==== Given data ====
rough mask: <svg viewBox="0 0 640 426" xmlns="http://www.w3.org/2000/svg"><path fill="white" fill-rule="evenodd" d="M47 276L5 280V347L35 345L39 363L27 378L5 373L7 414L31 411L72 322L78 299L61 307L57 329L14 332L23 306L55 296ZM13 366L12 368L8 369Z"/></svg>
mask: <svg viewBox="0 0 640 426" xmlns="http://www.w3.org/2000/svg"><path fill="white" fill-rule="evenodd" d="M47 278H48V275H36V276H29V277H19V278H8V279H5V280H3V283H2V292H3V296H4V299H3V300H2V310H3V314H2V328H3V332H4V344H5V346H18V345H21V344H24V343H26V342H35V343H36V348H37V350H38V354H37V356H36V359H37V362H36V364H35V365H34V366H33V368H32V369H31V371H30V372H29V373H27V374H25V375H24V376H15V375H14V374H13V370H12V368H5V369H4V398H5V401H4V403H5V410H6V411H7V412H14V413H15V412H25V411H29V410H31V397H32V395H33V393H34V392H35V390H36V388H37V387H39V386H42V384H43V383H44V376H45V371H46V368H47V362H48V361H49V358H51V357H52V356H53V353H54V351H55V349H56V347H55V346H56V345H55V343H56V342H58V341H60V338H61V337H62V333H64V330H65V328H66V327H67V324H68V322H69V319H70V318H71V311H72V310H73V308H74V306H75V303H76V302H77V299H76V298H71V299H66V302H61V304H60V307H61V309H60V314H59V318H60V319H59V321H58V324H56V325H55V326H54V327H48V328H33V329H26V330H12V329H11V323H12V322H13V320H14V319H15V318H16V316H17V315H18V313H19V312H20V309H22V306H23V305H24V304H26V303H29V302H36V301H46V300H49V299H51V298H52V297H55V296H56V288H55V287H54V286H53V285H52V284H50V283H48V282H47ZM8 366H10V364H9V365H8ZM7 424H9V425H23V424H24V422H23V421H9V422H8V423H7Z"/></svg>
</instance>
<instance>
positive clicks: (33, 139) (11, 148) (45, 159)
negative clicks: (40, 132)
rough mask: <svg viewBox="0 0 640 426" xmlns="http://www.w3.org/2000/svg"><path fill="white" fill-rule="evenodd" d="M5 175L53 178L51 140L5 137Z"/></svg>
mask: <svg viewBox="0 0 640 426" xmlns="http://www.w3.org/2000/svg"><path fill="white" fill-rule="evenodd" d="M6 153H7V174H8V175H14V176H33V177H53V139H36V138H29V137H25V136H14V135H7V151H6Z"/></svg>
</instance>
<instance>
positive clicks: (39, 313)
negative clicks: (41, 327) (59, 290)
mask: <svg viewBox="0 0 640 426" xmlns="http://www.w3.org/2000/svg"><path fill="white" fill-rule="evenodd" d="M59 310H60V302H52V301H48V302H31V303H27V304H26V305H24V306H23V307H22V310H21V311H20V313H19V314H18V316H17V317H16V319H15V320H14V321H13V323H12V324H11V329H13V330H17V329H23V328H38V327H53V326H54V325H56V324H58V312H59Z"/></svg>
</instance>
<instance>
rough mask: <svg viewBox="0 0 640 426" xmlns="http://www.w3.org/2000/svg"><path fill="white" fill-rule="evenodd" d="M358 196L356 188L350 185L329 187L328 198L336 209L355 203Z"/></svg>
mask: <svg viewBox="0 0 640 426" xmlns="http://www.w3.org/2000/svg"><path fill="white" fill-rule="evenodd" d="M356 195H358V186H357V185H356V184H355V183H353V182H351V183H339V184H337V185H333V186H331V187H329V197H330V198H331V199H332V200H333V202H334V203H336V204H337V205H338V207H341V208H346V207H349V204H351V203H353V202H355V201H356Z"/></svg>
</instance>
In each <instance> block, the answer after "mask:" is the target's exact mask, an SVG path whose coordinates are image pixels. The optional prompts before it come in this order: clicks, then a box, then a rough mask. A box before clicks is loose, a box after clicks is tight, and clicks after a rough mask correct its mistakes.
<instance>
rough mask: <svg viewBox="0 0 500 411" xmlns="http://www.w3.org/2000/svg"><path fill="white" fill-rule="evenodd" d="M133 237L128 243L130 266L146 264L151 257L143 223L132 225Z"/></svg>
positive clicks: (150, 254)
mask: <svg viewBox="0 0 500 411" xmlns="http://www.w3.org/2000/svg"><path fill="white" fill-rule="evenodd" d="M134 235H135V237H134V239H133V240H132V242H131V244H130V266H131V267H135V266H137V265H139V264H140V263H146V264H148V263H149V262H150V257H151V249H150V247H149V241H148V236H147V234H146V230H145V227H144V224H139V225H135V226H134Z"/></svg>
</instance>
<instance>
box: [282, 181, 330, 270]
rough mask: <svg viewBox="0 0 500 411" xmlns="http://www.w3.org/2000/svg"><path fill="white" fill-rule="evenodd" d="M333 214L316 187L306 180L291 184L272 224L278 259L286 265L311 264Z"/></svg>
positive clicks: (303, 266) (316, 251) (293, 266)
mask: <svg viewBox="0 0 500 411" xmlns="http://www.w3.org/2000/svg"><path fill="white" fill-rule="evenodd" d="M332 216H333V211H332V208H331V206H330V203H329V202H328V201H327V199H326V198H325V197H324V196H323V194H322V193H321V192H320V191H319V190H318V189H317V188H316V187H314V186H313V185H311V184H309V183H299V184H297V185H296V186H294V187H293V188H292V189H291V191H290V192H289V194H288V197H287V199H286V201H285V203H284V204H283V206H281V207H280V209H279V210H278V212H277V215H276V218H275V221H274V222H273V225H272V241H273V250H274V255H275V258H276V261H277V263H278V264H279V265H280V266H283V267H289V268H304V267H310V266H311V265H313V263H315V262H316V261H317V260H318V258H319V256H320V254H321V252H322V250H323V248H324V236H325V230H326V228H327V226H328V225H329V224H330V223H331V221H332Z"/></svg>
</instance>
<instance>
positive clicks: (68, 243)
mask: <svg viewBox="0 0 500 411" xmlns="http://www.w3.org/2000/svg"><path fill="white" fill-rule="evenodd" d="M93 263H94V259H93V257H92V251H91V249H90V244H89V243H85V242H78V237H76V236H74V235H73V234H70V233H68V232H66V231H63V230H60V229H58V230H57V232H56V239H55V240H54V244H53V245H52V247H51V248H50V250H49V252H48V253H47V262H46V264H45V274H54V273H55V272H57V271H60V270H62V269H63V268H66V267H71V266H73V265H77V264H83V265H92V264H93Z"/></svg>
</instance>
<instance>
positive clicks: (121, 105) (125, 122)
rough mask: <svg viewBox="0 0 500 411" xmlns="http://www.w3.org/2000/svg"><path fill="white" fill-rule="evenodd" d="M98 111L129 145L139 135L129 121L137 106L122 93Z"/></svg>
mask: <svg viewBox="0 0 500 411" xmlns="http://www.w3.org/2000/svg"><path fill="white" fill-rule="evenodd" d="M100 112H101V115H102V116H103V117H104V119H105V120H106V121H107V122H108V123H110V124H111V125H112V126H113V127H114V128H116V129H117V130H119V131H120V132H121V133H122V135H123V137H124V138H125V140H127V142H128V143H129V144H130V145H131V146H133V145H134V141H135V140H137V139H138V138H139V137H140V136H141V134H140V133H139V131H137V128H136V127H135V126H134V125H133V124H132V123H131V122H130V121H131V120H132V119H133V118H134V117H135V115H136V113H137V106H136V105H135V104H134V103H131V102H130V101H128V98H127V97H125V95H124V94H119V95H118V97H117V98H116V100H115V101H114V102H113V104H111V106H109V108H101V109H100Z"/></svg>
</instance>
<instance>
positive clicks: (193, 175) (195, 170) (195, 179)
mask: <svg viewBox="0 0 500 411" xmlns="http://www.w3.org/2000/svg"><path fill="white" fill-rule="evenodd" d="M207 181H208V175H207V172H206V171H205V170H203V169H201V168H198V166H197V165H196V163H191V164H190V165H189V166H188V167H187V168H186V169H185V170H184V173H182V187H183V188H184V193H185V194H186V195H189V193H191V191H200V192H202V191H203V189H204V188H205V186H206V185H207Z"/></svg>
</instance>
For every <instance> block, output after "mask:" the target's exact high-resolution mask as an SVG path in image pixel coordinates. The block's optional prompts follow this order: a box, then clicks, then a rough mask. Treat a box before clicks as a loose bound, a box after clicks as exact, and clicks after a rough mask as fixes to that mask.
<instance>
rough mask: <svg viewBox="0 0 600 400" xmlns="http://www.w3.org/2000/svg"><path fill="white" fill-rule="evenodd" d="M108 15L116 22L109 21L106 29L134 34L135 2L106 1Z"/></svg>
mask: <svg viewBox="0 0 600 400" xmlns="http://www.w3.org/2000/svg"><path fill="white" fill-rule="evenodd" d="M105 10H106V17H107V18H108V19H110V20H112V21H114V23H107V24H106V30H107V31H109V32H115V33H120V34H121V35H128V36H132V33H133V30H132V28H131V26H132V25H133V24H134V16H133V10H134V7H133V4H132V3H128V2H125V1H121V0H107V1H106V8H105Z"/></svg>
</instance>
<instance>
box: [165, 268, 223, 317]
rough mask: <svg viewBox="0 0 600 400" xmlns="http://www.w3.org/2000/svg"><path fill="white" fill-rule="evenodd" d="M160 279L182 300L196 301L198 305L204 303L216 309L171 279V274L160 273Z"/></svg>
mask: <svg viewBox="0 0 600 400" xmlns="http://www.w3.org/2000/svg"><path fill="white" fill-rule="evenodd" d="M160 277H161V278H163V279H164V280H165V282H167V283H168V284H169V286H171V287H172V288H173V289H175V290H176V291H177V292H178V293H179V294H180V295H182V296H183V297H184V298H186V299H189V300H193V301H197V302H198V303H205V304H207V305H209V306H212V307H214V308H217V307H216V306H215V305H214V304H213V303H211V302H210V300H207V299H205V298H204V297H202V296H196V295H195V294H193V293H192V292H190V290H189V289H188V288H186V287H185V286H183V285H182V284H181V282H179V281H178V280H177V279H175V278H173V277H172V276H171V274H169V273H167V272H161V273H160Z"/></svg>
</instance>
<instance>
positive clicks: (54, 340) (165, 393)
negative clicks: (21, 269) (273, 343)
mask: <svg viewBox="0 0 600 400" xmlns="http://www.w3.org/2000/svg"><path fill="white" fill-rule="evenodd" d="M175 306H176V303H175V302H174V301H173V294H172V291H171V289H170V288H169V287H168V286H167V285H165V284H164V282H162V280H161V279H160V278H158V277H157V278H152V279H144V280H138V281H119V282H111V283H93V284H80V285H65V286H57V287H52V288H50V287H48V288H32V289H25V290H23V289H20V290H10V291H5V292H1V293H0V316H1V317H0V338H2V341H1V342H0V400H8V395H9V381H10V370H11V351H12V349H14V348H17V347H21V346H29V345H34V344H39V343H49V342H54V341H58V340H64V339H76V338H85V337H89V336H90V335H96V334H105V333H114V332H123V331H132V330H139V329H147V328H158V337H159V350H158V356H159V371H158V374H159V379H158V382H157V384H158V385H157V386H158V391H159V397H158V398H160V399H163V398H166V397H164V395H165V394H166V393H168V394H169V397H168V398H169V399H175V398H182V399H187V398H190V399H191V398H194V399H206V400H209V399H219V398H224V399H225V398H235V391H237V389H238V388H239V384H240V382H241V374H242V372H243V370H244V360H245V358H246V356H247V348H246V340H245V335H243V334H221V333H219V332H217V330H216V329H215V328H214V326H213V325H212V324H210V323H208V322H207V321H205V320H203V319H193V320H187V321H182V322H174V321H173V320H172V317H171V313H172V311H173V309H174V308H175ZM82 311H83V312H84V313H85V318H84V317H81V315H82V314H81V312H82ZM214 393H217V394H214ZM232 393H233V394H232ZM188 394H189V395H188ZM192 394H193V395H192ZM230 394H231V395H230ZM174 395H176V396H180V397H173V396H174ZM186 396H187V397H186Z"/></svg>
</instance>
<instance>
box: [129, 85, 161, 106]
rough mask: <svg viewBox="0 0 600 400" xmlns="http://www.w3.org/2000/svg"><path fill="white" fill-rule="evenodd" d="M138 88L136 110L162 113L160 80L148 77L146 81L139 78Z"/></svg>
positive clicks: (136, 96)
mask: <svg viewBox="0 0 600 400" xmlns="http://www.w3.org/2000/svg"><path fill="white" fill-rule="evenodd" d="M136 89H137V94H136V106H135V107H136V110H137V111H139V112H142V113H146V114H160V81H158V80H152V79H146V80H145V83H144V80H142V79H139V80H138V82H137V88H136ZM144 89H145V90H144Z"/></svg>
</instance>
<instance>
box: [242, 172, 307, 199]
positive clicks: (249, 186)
====
About this exercise:
Search the data for the string "target" and say how many lines include it, giving only the number.

Exercise response:
2